Mentre giocava tranquillo si avvicinano questi due bimbi incuriositi. “Ma ha una bambola?” “Ma è da femmina!” Risatine. Intervento mio: “La bambola è una bimba, si chiama Biba. E tu che hai lì? Che bello, l’ orologio di Spider Man! Su bimbi avvicinatevi, giocate con quello che volete” “Guarda la mia macchinina! Brum! Questo questo! Guarda il mostroooo aaaaahhhh” (urlo). A questo punto intervengono le mamme: “Su bimbi, così lo spaventate, è piccolo, fate piano” “Quanto ha? Carino, come si chiama?” Io, scandendo bene: “Samuele” “Ah, ma non è una femmina!” L’altra mamma imbarazzata tenta di recuperare: “Ma no, la bambola è femmina!” Nel frattempo i due bimbi continuano a urlare e giocare “ai mostri” Samu, incuriosito e per niente spaventato, si alza, li insegue e comincia a imitarli facendo urletti anche lui. I bimbi scappano, ridacchiano, lo spintonano. Nuovo richiamo delle mamme, sempre più imbarazzate. “Eh scusi, è che quattro anni è un’ età difficile, poi vedrà anche lei…” Silenzio mio. Mi rivolgo di nuovo ai bimbi. “Dai bimbi, voi che siete grandi potete insegnare qualcosa a lui?” “Sì si ti insegno io! Quello è un gioco da femmina. Ti insegno questa parola: F-E-M-M-I-N-A”

Domande di studio
A. Riscrivi in forma di elenco puntato più breve il paragrafo del brano che inizia con "Mentre giocava tranquillo", conservandone i fatti principali.
B. Prosegui il brano su Samuele e la bambola a partire dalla sua ultima frase.
Le righe sono materiale a sé, distinto dal brano.

Materiale fornito
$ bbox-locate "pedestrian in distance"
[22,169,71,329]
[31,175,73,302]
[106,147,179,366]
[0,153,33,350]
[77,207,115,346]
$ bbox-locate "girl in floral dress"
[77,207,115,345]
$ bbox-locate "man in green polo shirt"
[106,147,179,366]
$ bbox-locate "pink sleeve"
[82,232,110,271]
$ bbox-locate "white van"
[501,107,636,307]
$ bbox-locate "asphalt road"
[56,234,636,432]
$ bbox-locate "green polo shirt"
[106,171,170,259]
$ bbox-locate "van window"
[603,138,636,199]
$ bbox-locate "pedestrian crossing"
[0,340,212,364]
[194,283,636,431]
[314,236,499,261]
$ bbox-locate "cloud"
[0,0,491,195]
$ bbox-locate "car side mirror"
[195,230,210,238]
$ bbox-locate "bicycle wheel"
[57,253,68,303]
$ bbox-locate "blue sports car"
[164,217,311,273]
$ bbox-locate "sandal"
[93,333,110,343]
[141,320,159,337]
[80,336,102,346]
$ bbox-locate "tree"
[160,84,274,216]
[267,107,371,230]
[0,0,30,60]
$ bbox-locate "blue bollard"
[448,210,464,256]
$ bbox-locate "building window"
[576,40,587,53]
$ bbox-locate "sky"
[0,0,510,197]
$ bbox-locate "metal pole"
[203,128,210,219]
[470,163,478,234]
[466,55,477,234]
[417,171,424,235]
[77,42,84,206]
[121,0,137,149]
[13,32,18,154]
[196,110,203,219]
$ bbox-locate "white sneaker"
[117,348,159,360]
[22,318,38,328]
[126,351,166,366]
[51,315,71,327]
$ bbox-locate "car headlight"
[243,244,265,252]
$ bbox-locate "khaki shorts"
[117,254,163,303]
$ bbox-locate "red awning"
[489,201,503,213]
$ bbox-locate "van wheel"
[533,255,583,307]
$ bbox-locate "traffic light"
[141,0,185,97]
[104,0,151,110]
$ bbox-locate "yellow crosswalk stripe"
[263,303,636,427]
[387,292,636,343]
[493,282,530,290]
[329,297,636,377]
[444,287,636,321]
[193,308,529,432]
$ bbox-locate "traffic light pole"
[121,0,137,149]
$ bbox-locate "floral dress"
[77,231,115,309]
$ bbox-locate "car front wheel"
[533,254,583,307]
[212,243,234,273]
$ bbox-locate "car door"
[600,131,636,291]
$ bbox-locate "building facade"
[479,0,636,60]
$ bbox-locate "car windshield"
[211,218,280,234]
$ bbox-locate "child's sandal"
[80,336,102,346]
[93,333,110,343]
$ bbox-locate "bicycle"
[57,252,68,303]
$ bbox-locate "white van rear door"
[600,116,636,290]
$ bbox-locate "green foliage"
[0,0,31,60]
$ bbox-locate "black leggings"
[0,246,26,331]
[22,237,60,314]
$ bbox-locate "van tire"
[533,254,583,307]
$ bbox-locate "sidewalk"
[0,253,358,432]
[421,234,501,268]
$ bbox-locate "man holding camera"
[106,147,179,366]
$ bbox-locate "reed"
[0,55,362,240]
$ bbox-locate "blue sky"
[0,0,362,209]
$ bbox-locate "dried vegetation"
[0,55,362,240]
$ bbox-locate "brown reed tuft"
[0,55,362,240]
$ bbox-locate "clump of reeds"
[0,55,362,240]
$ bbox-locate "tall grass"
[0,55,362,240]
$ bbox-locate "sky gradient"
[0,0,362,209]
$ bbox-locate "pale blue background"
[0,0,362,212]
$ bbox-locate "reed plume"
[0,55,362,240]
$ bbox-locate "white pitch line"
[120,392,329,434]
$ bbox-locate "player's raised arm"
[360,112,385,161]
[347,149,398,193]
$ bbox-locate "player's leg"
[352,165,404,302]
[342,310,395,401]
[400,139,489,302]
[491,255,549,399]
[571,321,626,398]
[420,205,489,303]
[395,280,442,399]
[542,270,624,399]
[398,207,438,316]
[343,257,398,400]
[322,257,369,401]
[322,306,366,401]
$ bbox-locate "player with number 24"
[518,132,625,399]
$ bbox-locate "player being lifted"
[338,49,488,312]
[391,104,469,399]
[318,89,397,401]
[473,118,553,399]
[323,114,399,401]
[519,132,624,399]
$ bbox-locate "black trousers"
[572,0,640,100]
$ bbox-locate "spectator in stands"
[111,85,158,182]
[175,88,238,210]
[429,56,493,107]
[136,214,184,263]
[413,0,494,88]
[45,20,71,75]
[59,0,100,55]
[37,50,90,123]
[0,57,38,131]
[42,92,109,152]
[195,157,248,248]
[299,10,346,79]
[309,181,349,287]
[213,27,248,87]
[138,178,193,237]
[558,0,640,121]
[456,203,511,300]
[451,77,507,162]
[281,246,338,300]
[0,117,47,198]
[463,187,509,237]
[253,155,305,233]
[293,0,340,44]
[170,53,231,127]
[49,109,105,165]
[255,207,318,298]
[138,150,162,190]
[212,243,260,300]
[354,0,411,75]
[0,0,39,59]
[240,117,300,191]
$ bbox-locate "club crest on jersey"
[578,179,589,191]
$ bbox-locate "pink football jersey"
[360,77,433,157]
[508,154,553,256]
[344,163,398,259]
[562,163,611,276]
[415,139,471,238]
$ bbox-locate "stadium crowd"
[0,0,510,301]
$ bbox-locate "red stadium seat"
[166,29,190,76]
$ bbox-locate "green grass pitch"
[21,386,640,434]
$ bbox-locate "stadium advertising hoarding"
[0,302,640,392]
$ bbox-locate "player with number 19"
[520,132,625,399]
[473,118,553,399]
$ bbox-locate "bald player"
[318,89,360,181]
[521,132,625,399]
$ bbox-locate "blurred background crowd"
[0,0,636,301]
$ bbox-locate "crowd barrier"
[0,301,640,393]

* * *

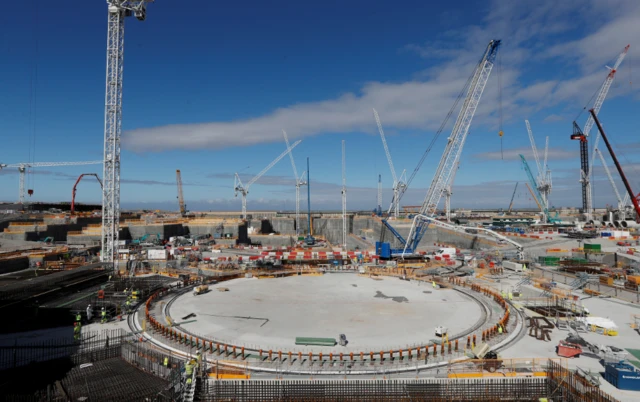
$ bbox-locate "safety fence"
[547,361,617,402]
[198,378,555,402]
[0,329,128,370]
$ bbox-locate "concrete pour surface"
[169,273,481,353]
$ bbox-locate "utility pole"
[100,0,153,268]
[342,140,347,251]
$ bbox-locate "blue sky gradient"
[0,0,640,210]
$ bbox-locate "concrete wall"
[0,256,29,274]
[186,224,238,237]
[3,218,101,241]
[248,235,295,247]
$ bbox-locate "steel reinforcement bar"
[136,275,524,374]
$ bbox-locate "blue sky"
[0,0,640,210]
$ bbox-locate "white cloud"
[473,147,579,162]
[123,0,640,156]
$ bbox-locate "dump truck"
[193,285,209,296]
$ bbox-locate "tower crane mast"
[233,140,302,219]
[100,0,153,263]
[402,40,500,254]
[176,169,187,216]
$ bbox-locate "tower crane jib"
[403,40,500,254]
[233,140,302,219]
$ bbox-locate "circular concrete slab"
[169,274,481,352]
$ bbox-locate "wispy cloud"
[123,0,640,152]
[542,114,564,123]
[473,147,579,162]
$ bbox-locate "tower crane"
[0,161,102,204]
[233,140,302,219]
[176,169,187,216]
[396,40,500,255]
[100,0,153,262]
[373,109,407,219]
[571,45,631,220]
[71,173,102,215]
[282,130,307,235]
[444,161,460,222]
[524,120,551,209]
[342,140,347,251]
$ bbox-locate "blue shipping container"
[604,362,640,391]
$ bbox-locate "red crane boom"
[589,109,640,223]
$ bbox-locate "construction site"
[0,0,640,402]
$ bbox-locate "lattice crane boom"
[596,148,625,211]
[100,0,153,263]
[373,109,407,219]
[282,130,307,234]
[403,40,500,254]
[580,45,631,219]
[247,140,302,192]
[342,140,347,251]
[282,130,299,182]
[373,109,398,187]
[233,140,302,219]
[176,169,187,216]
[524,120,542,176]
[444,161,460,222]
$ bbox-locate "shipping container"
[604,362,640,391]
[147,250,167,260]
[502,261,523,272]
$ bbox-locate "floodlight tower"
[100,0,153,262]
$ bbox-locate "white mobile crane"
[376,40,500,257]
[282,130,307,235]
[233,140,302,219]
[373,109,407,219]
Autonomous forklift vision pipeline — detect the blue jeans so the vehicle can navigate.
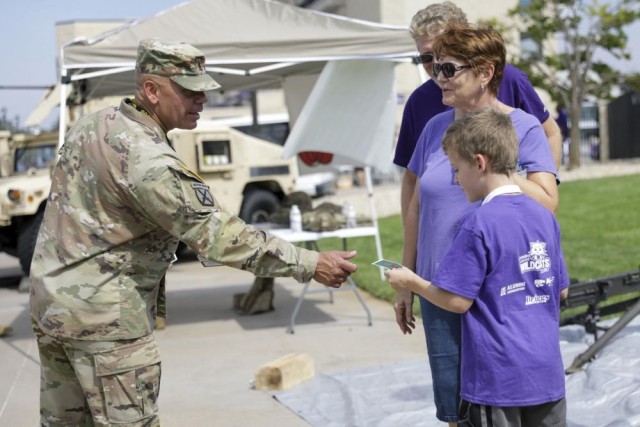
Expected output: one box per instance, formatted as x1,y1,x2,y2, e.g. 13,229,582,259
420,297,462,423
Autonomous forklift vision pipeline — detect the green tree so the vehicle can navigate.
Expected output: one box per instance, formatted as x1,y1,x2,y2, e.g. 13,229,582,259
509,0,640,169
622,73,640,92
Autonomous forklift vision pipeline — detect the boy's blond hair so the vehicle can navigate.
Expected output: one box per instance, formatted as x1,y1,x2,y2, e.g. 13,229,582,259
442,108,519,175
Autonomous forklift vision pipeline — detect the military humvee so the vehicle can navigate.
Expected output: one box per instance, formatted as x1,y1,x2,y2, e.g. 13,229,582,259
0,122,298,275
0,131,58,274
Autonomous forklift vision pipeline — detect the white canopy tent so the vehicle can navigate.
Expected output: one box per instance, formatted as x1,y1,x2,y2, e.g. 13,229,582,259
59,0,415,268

Elenco risposte
A.
- Mentre Samuele gioca tranquillo con una bambola, si avvicinano due bambini incuriositi che la definiscono "da femmina" e ridacchiano.
- Chi racconta spiega che la bambola si chiama Biba, nota l'orologio di Spider Man di uno dei due e li invita a giocare. I bambini mostrano una macchinina e un mostro, urlando.
- Le mamme intervengono e chiedono il nome del piccolo. Sentito "Samuele", una si stupisce che non sia una femmina e l'altra, imbarazzata, prova a rimediare.
- Samu, per niente spaventato, insegue i bambini e li imita con degli urletti. Loro scappano, ridacchiano e lo spintonano.
- Le mamme, sempre più imbarazzate, si scusano dicendo che quattro anni è un'età difficile.
- Quando viene chiesto loro di insegnare qualcosa a Samuele, un bambino risponde che quello è un gioco da femmina e scandisce la parola "F-E-M-M-I-N-A".

B.
A questo punto, porto via Samu con una scusa banale. Devo dire che l’ espressione di quel bimbo mentre pronunciava la parola “femmina” tra il disgusto e la rabbia, è la cosa che mi ha più sconvolto. Non c’entrano l’educazione, le “buone maniere”, essere grandi o piccoli.

Qui ancora una volta c’entra il patriarcato e la sua violenza tossica, in primis sui bambini. Le prime vittime sono infatti i bambini maschi, incitati perlopiù a fare giochi dove si urla e si mena, e quei giochi che noi sappiamo essere la base della crescita e dell’apprendimento relazionale, sono ripetuti tra di loro, rendendoli sempre un passo indietro rispetto all’espressione della vasta gamma emotiva, della gestione del contatto fisico, dell’uso del linguaggio e dell’immaginazione e di tutte quelle abilità sociali che serviranno a scuola come da grandi.

Già, da grandi. “Le femmine sono più brave a parlare, i maschi sono più bravi….”(a che, non mi ricordo?) Non è vero niente. I bimbi tutti imparano tutto ed in eguale misura a prescindere dal loro sesso biologico. Ed imparano perlopiù per imitazione di noi adulti (cosa che mi sconvolge e mi terrorizza ogni giorno).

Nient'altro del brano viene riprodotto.